> **Exercise details**
Look through the listing below and write out exactly the lines from the line with "find the coastal cliff" to the line with "find the green vegetation", both included, and no others.

> **Exercise material**
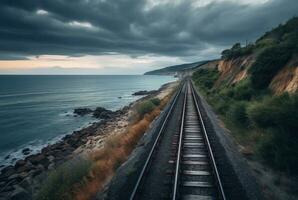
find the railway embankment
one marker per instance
(238, 182)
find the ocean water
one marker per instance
(38, 110)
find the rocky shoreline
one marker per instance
(22, 180)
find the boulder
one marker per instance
(82, 111)
(36, 159)
(103, 113)
(26, 151)
(20, 194)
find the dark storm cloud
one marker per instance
(80, 27)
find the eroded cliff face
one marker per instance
(235, 70)
(287, 79)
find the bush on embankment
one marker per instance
(257, 118)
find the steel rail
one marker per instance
(141, 175)
(218, 180)
(177, 169)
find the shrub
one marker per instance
(237, 114)
(205, 77)
(59, 182)
(145, 107)
(277, 116)
(155, 101)
(267, 64)
(243, 90)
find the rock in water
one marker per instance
(103, 113)
(20, 194)
(82, 111)
(26, 151)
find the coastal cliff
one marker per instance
(254, 90)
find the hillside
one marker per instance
(254, 89)
(172, 70)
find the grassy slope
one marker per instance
(264, 123)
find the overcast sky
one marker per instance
(127, 36)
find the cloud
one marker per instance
(186, 29)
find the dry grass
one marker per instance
(116, 150)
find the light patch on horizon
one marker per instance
(42, 12)
(101, 64)
(201, 3)
(77, 24)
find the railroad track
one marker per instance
(193, 173)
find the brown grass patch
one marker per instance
(116, 150)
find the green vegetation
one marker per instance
(156, 101)
(207, 77)
(60, 181)
(272, 52)
(147, 106)
(267, 123)
(268, 63)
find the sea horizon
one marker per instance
(37, 110)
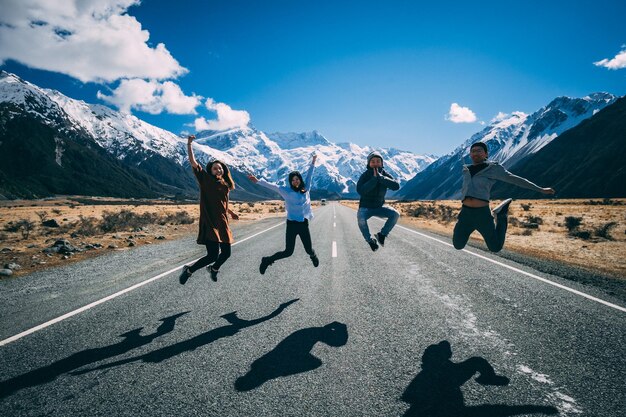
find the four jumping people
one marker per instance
(216, 182)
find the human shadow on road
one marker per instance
(132, 340)
(292, 355)
(159, 355)
(436, 390)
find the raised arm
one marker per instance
(192, 159)
(389, 181)
(309, 174)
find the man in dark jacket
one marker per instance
(372, 187)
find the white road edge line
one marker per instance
(110, 297)
(547, 281)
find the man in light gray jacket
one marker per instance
(478, 178)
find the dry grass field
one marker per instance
(96, 225)
(590, 234)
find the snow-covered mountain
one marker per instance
(338, 168)
(247, 150)
(510, 139)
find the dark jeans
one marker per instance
(216, 252)
(295, 229)
(480, 219)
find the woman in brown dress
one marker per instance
(215, 184)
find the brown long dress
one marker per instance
(213, 209)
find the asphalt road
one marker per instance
(402, 331)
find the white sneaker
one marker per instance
(502, 207)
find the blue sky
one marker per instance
(373, 73)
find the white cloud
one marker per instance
(91, 40)
(458, 114)
(618, 62)
(227, 118)
(152, 97)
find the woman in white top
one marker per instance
(298, 206)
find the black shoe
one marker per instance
(265, 262)
(503, 208)
(213, 273)
(185, 275)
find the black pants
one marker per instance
(215, 252)
(480, 219)
(295, 229)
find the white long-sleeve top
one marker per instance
(297, 204)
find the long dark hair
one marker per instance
(302, 187)
(226, 179)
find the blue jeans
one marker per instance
(387, 212)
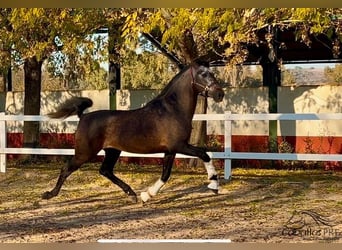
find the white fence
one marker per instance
(227, 154)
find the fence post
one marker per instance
(227, 146)
(2, 142)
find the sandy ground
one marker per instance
(254, 206)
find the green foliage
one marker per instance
(149, 70)
(334, 75)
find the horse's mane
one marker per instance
(171, 83)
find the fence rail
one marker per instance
(227, 155)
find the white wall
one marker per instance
(304, 99)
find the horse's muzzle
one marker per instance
(218, 95)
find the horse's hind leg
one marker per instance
(154, 189)
(107, 168)
(208, 163)
(67, 170)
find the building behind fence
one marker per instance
(324, 137)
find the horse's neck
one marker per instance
(183, 91)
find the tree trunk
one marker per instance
(199, 130)
(32, 80)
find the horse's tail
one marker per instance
(72, 106)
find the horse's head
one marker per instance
(205, 83)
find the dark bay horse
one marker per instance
(162, 126)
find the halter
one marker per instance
(205, 89)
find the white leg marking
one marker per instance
(213, 185)
(210, 169)
(152, 191)
(211, 172)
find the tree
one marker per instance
(30, 36)
(334, 75)
(230, 34)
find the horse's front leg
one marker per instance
(154, 189)
(212, 176)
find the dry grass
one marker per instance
(254, 206)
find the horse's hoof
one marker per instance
(133, 198)
(145, 196)
(215, 191)
(47, 195)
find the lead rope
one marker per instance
(205, 89)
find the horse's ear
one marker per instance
(202, 63)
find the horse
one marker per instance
(163, 125)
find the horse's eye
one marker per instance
(205, 74)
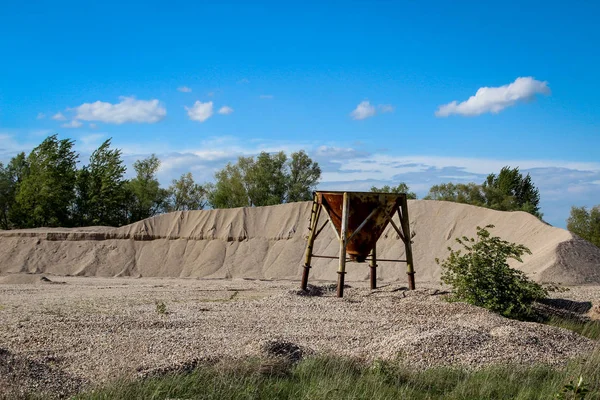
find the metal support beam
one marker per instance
(410, 267)
(314, 219)
(343, 243)
(373, 267)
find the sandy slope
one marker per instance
(269, 242)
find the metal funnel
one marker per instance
(359, 219)
(374, 210)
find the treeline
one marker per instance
(507, 191)
(46, 187)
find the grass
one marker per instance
(589, 329)
(336, 378)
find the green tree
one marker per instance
(146, 197)
(481, 275)
(106, 191)
(401, 188)
(229, 190)
(511, 191)
(185, 194)
(16, 171)
(6, 197)
(267, 180)
(46, 194)
(304, 174)
(470, 193)
(585, 223)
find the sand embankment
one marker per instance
(269, 243)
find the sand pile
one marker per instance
(269, 243)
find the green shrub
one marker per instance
(480, 275)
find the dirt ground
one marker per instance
(62, 334)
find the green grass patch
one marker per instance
(336, 378)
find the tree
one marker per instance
(303, 177)
(469, 193)
(185, 194)
(267, 180)
(6, 197)
(481, 275)
(585, 223)
(510, 191)
(401, 188)
(101, 189)
(106, 186)
(46, 194)
(229, 190)
(15, 172)
(146, 197)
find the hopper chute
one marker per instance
(359, 219)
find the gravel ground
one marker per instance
(58, 338)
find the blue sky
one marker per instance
(367, 88)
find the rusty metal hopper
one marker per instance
(369, 213)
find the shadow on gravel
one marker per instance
(324, 290)
(22, 378)
(578, 307)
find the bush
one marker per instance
(480, 275)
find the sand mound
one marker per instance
(269, 242)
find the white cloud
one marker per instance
(200, 111)
(72, 124)
(59, 117)
(332, 152)
(384, 108)
(127, 110)
(363, 110)
(225, 110)
(495, 99)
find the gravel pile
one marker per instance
(95, 330)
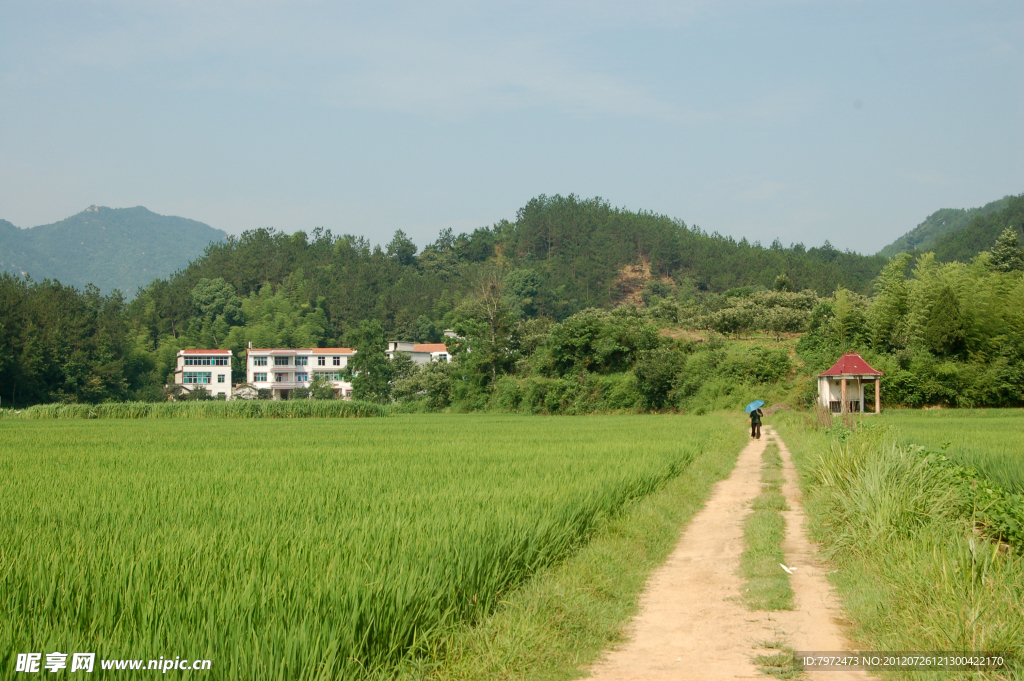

> **Response area**
find the coastal cliff
one marker per instance
(254, 90)
find the hillside
one marker per instance
(254, 89)
(172, 70)
find the grassy slope
one marker per instance
(264, 123)
find the overcast sky
one marker per instance
(127, 36)
find the cloud
one marker per instance
(186, 29)
find the dry grass
one marker per instance
(116, 150)
find the light patch on horizon
one marker per instance
(42, 12)
(101, 64)
(201, 3)
(77, 24)
find the railroad track
one marker per instance
(193, 173)
find the brown grass patch
one marker per instance
(116, 150)
find the green vegetation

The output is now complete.